**問題の条件:**
うつ病の原因についての本文によると、日本では100人中何人程度がうつ病を経験しているか答えてください。

**対象本文:**
うつ病が発症する原因について
皆さん、こんな症状はありませんか?
* 一日中気分が落ち込んでいる
* 眠れない、または眠りすぎる
* 食欲がない、または食欲が亢進する
* 何をやっても楽しくない
* 思考力が低下して集中力が続かない
* 自分には価値がないと思ってしまう
* 罪責感・・・・・・などなど
こういった状態が長く続くようであれば、うつ病の可能性があるといわれています。
日本では100人中、3〜7人程度がうつ病を経験しているという調査結果があります。
心因(心的ストレス)として
* 家族や友人との死別
* 人間関係の破綻
* 家庭の不和
* 財産の喪失
* 就職や退職
* 結婚や離婚
* 転勤、引っ越しなど環境の変化・・・など
身体にも要因があります
* 慢性疲労
* 甲状腺機能障害
* 脳血管障害、がん、感染症
* 月経前や出産後
* 更年期などホルモンバランスの変化
* ステロイドや降圧薬の内服・・・など
どんな人がうつ病になりやすい?
うつ病になりやすいタイプの人っているの?
メランコリー新和型性格(Tellenbach,1961年)

**抜粋項目:**
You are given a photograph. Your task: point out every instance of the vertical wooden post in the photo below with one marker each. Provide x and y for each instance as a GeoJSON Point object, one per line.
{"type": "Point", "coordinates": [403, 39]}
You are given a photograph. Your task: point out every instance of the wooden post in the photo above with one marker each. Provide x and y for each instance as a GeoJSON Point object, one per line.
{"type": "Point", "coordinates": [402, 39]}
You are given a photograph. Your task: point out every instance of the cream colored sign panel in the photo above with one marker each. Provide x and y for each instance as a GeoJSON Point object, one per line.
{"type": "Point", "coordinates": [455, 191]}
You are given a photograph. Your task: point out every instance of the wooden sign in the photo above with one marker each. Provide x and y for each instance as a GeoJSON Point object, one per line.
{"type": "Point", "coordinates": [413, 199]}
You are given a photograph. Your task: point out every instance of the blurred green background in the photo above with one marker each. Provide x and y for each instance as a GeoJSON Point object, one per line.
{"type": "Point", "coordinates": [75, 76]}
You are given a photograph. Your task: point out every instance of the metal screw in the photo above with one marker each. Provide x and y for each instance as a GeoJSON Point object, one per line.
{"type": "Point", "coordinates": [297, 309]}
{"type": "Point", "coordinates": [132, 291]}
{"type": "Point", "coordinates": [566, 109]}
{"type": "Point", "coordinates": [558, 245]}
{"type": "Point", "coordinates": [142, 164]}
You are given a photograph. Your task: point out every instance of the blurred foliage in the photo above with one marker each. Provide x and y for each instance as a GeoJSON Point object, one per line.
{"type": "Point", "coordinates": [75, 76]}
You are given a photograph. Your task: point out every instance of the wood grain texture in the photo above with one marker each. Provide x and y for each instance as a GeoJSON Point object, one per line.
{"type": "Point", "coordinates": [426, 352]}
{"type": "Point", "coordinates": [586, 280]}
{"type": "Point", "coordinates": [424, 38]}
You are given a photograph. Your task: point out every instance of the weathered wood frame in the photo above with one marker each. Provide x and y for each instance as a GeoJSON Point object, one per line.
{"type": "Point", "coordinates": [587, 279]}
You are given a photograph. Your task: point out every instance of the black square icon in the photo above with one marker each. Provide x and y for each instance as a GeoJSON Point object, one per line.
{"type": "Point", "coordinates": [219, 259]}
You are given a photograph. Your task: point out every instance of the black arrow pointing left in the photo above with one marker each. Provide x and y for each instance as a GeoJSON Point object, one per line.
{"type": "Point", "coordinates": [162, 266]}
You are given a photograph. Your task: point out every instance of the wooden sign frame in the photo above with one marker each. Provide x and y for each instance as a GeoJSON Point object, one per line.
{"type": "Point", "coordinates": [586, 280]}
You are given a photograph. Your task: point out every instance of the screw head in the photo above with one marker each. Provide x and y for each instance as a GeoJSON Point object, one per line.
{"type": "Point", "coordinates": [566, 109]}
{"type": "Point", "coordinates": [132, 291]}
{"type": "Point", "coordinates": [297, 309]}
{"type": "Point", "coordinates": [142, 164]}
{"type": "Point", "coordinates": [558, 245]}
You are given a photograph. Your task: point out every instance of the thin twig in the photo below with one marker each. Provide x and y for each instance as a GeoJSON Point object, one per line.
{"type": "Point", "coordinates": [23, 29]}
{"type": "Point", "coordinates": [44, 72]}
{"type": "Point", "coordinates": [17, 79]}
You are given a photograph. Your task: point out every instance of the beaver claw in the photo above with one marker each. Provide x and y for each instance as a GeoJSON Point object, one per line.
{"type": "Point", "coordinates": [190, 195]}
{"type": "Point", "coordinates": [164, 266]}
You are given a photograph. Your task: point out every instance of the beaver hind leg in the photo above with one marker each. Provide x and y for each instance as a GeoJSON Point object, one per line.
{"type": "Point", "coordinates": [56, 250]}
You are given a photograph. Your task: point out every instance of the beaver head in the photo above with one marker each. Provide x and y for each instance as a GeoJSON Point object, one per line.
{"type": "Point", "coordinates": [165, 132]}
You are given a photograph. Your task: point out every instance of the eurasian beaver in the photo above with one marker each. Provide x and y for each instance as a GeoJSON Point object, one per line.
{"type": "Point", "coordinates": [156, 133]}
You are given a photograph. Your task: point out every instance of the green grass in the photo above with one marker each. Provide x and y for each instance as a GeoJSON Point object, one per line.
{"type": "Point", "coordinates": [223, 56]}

**記述解答:**
100人中3〜7人程度です。